Text segment:
****************

The Art Gallery of New South Wales has a collection of nearly 36,000 artworks from across time and from around the world, as well as an unrivalled collection of Aboriginal and Torres Strait Islander art. The Sydney-based museum's deputy director and director of collections Maud Page picks out some highlights.
Kimsooja
Archive of Mind (2022)
This is a huge piece: it’s 19 metres by 11 metres. What we love about it is that it is a work that is created by our visitors. So essentially you grab a piece of clay and you form a sphere in your hand and you leave the sculpture there. As you can imagine, after thousands of visitors, all of those little balls stack up together and they create this beautiful installation piece.
This is one of the first pieces that we brought in for the new building. It is an entire room that’s given over just to her installation—there’s nothing around it but a view out on to the harbour, across the top of one of our roofs that has been landscaped. It embraces the city in a completely different way to our original building. As soon as anyone sees a picture of these galleries they will know: “Oh yes, that’s definitely Sydney.”
Noŋgirrŋa Marawili
Baratjala—lightning and the rock (2018)
Indigenous works are really important to the museum because you can’t see this kind of work everywhere. This piece is made on bark, and to get these kinds of forms on bark with such elegance, but also such spirit and movement in them, is incredible.

****************

Problems and tasks:
a) Translate this sentence from the passage on the Art Gallery of New South Wales into Spanish: "What we love about it is that it is a work that is created by our visitors."
b) According to the passage on the Art Gallery of New South Wales, what are the dimensions of Archive of Mind?
c) Proceed with the passage on the Art Gallery of New South Wales, picking up after its final sentence.

Dataset records:
****************

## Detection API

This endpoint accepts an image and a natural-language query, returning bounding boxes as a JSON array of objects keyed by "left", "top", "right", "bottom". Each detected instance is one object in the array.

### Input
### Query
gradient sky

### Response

****************

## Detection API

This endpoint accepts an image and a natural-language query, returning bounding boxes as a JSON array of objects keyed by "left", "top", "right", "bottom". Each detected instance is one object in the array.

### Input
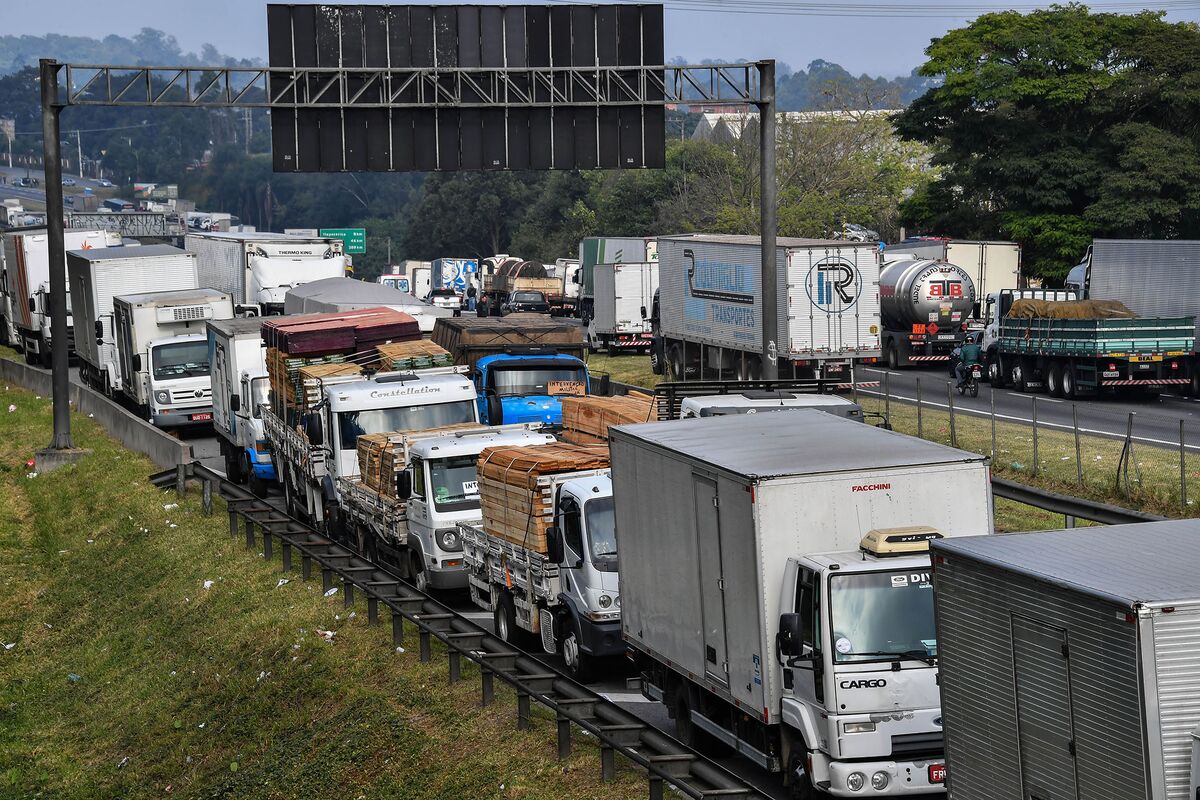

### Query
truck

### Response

****************

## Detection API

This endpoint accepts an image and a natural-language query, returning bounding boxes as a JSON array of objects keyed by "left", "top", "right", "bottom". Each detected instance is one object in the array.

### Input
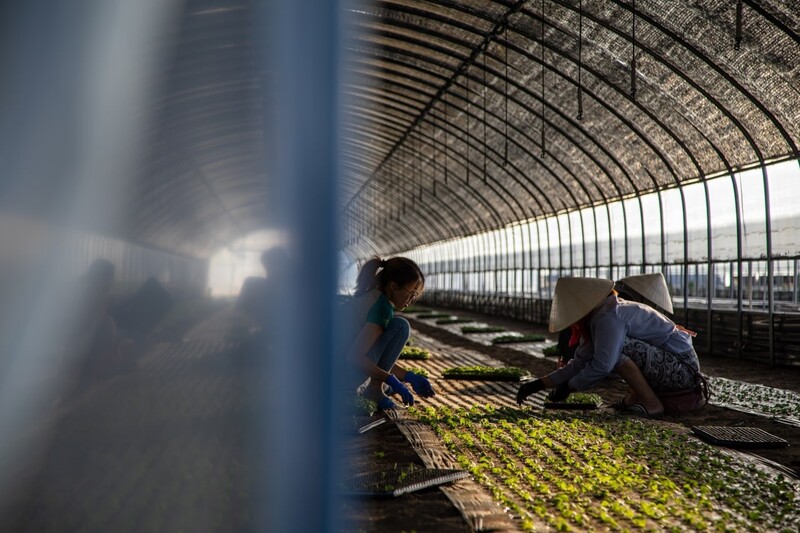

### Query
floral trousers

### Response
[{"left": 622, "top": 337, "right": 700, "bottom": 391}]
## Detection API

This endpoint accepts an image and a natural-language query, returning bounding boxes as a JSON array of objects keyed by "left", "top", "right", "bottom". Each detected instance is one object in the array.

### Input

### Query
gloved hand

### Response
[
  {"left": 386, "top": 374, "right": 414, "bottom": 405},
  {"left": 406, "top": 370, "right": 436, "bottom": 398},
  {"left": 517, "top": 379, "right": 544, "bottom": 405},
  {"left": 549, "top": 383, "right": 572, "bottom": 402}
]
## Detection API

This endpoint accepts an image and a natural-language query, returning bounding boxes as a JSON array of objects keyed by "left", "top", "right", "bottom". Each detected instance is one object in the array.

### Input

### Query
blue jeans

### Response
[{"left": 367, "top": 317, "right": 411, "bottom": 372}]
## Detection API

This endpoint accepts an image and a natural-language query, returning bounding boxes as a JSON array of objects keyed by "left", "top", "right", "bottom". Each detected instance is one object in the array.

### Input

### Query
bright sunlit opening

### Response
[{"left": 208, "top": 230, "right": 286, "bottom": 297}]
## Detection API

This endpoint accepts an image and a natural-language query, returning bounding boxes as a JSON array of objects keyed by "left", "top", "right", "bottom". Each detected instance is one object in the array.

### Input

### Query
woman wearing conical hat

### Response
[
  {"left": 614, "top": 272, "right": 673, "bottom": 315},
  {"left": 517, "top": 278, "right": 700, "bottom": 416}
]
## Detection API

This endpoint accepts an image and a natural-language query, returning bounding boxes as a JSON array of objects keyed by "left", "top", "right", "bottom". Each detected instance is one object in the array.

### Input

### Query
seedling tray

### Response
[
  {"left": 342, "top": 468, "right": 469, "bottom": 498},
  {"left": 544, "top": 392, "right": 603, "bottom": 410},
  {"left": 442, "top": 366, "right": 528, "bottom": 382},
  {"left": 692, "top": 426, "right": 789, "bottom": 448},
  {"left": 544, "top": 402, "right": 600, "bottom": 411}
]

****************

Answers for the exercise:
a) Lo que nos encanta de ella es que es una obra creada por nuestros visitantes.

b) It measures 19 meters by 11 meters.

c)
Australians are starting to look at our landscape differently. We’re starting to be able to read our landscape in a new way because of these artworks and the explanations that have been gifted to us. We call it “Country with a capital C”. Rather than “landscape”, which suggests that it is ornate, that it has been tailored to suit Western life, it is about Country that is alive and constantly being engaged with. This piece comes from the top end of Arnhem Land, which is in northern Australia. It shows the lightning that happens there at certain times of the year, and the spray and the commotion that occurs as it strikes the water and the rocks.
A lot of Indigenous artists paint what has been handed down by their families and they don’t deviate from that. Marawili has been given permission to be able to be much more imaginative with her depictions, and that’s why you get these incredible forms, which are not abstract or expressionist, they are unique.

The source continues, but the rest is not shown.